EXTRACTED RECORDS:
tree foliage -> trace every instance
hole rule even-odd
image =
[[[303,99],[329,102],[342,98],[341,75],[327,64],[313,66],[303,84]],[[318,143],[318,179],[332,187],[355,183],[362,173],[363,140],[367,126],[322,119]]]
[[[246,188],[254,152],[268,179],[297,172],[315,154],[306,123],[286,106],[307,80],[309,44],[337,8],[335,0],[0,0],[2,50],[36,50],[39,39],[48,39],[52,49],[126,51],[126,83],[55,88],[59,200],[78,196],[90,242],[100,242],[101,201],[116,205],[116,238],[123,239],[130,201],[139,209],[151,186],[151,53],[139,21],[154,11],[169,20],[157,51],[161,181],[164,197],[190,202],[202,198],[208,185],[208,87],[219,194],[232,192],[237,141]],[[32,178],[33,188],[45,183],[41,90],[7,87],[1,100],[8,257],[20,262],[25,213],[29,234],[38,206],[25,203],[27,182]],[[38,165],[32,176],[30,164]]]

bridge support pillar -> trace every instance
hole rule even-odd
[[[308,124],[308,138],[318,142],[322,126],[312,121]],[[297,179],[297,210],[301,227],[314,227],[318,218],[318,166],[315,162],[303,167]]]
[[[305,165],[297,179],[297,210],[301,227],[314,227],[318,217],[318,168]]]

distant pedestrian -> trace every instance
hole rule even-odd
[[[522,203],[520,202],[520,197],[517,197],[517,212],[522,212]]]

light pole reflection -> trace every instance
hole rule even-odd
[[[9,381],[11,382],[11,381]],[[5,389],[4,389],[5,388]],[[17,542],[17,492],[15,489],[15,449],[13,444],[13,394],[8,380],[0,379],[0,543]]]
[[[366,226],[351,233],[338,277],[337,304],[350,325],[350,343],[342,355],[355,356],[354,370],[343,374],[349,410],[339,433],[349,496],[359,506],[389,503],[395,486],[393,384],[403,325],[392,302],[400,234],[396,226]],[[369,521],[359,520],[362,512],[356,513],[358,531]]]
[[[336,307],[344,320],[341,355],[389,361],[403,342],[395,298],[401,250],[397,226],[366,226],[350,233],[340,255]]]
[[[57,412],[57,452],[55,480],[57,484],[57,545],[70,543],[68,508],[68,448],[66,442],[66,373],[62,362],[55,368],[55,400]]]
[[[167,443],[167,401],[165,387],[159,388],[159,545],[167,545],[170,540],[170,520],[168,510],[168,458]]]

EXERCISE INSTRUCTIONS: Write the data out again. Match it word for word.

WRITTEN ANSWER:
tree foliage -> trace every instance
hole rule even-odd
image =
[[[303,99],[329,102],[342,98],[341,75],[327,64],[313,66],[303,84]],[[318,143],[318,179],[332,187],[355,183],[362,173],[363,140],[367,126],[322,119]]]
[[[246,188],[254,152],[268,179],[297,172],[315,154],[306,123],[286,106],[307,80],[309,44],[337,8],[335,0],[0,0],[2,50],[36,50],[39,39],[48,39],[52,49],[126,51],[126,83],[55,88],[59,200],[78,196],[90,242],[100,242],[101,201],[116,205],[116,238],[123,239],[130,201],[139,209],[151,186],[151,53],[139,21],[154,11],[169,20],[157,51],[161,181],[164,197],[190,202],[202,198],[208,185],[208,87],[219,194],[232,192],[237,141]],[[32,178],[33,188],[45,183],[41,90],[7,87],[1,100],[8,257],[20,262],[25,213],[29,234],[38,206],[25,203],[27,182]],[[38,165],[32,176],[30,164]]]

bridge support pillar -> trace every instance
hole rule even-odd
[[[308,124],[308,138],[318,142],[322,126],[312,121]],[[297,179],[297,210],[301,227],[314,227],[318,218],[318,166],[315,162],[303,167]]]
[[[305,165],[297,179],[297,210],[301,227],[314,227],[318,217],[318,168]]]

distant pedestrian -> trace every instance
hole rule even-odd
[[[522,203],[520,202],[520,197],[517,197],[517,212],[522,212]]]

light pole reflection -> trace every instance
hole rule even-odd
[[[9,381],[11,382],[11,381]],[[5,389],[4,389],[5,388]],[[17,542],[17,492],[15,489],[15,449],[13,444],[13,394],[8,380],[0,379],[0,543]]]
[[[366,226],[351,233],[338,277],[337,304],[350,325],[350,343],[342,355],[355,356],[354,370],[343,374],[349,410],[339,433],[349,496],[359,506],[389,503],[395,486],[393,384],[403,325],[392,302],[400,234],[396,226]],[[369,521],[359,520],[362,512],[356,513],[358,531]]]
[[[336,307],[344,320],[341,355],[389,361],[403,342],[395,298],[401,250],[397,226],[366,226],[350,233],[340,255]]]
[[[57,412],[57,452],[55,480],[57,484],[57,545],[70,543],[68,508],[68,448],[66,442],[66,373],[62,362],[55,368],[55,400]]]
[[[167,443],[167,401],[165,387],[159,388],[159,545],[167,545],[170,540],[170,520],[168,510],[168,458]]]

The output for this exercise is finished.